> _Text segment_
= = =

[AMDGPU] Merge M0 initializations
ClosedPublic

Authored by rampitec on Apr 20 2017, 2:20 AM.

Details

Summary

Merges equivalent initializations of M0 and hoists them into a common
dominator block. Technically the same code can be used with any
register, physical or virtual.

It is off by default because it creates performance regressions instead
of improvements. That is caused by an additional freedom scheduler gets
when M0 gets out of its way, and it is notorious for blowing up register
pressure. This is however needed to create a new scheduler and even to
experiment with it, so it is put under an option until new scheduler is
ready.

Diff Detail

Repository
rL LLVM
rampitec created this revision.Apr 20 2017, 2:20 AM
rampitec updated this revision to Diff 95907.Apr 20 2017, 2:30 AM

Fixed formatting.

rampitec updated this revision to Diff 95913.Apr 20 2017, 2:46 AM

Replaced DenseSet::insert() with DenseSet::append().

Thank you for doing this! I really need it.

lib/Target/AMDGPU/SIFixSGPRCopies.cpp
473 ↗(On Diff #95913)

= = =

[Records contained in a dataset]
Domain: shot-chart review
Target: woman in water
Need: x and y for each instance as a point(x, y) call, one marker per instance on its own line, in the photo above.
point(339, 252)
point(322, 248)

= = =

> _To be done_
Summarize the code review page on merging M0 initializations in two sentences.

> _Solved exercise_
The proposed change merges equivalent initializations of M0 and hoists them into a common dominator block, and the same code could technically be used with any physical or virtual register. It is off by default because it causes performance regressions by giving the scheduler additional freedom that tends to increase register pressure, but it is placed under an option because it is needed to create and experiment with a new scheduler.